- **What is asked**:
Can you copy out every line from the one with "Where can the arched" through the end of the rows below, requests included, with 75 added to each coordinate number in the answers? Leave the pictures out.
======== Data rows
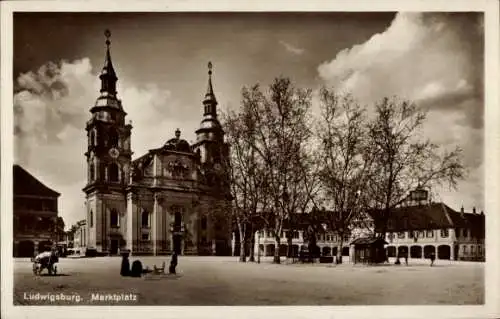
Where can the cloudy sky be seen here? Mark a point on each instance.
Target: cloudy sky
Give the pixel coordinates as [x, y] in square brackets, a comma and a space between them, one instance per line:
[161, 60]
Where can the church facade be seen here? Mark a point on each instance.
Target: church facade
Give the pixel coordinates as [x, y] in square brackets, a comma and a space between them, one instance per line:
[173, 198]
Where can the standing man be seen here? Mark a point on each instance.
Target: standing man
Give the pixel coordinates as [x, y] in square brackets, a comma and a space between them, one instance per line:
[173, 263]
[432, 258]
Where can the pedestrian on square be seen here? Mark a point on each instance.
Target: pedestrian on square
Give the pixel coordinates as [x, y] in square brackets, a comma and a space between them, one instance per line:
[432, 257]
[173, 263]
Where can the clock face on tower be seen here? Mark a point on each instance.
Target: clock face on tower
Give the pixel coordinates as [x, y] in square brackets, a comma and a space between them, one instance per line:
[114, 153]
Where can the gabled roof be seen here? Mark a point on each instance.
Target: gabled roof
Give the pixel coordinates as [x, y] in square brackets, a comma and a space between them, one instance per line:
[27, 184]
[429, 216]
[368, 241]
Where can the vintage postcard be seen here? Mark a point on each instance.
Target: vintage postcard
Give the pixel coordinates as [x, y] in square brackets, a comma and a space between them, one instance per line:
[203, 160]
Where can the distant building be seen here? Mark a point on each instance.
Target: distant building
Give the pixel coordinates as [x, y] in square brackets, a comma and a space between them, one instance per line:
[80, 236]
[435, 228]
[35, 214]
[173, 198]
[327, 241]
[417, 228]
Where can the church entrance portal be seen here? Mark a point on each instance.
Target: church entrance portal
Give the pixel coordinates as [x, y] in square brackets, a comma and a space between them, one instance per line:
[177, 244]
[113, 247]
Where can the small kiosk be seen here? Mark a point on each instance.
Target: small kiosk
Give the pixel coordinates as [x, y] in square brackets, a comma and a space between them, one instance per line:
[368, 250]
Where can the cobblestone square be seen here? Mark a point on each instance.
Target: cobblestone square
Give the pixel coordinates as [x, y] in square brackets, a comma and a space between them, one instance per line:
[223, 281]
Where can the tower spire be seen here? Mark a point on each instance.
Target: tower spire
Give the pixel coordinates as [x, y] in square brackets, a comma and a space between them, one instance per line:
[108, 75]
[210, 101]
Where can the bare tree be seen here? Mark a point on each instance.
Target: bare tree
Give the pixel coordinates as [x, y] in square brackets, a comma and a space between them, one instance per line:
[345, 162]
[245, 173]
[281, 133]
[404, 159]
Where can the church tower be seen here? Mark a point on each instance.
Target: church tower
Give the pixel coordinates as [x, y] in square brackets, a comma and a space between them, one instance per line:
[108, 161]
[210, 144]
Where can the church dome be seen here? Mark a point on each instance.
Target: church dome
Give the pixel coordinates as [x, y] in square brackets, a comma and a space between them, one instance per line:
[177, 144]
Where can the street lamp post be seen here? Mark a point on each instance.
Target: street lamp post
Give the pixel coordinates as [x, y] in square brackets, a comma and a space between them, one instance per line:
[258, 246]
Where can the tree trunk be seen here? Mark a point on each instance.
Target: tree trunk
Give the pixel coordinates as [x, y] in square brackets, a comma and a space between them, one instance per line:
[277, 250]
[243, 255]
[339, 249]
[252, 248]
[289, 252]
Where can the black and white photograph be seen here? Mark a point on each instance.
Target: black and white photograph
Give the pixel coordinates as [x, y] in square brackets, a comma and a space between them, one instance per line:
[249, 157]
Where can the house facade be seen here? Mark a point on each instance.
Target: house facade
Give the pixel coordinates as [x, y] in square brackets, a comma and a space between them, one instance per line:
[436, 228]
[35, 214]
[173, 198]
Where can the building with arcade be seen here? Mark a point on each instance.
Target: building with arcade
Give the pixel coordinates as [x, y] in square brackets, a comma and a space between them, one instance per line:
[173, 198]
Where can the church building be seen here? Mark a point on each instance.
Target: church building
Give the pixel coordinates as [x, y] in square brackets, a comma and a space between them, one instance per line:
[173, 198]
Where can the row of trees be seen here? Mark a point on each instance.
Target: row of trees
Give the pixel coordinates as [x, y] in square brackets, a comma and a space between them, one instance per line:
[285, 161]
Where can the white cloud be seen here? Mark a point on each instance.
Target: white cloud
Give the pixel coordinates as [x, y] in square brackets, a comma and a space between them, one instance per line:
[292, 49]
[435, 60]
[51, 108]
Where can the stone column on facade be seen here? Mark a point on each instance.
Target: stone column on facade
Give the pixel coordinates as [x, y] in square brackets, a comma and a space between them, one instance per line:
[35, 247]
[452, 244]
[154, 223]
[233, 242]
[129, 236]
[155, 170]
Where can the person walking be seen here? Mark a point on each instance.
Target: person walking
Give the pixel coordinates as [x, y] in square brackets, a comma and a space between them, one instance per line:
[432, 257]
[173, 263]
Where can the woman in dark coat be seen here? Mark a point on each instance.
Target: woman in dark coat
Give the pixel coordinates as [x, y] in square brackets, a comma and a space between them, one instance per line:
[173, 263]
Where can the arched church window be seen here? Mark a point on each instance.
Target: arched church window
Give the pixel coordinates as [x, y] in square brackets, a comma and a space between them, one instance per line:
[92, 171]
[145, 219]
[113, 172]
[92, 141]
[204, 222]
[113, 138]
[114, 218]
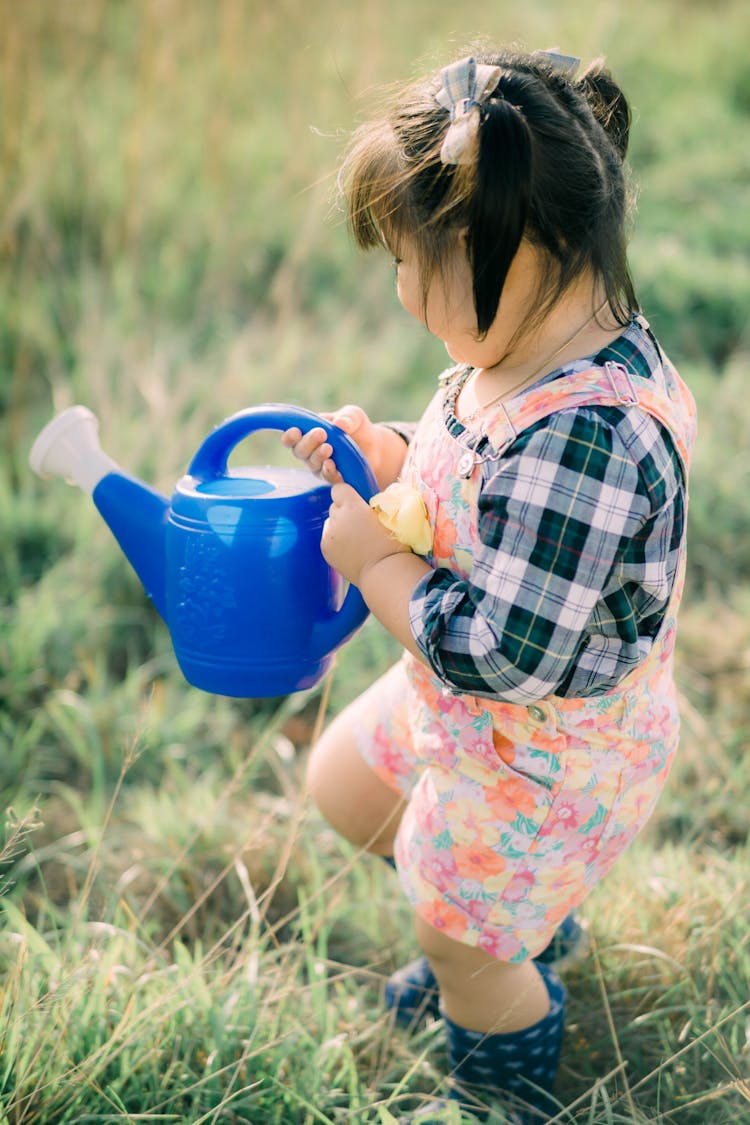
================
- **Solved exercise**:
Where can the arched church window be seen here? Mark a point on each instance.
Target: arched church window
Give the pixel coordinates as [x, y] in square brackets, a comma and a space between them, one instance per line:
[167, 246]
[220, 294]
[188, 247]
[167, 216]
[279, 297]
[188, 213]
[189, 293]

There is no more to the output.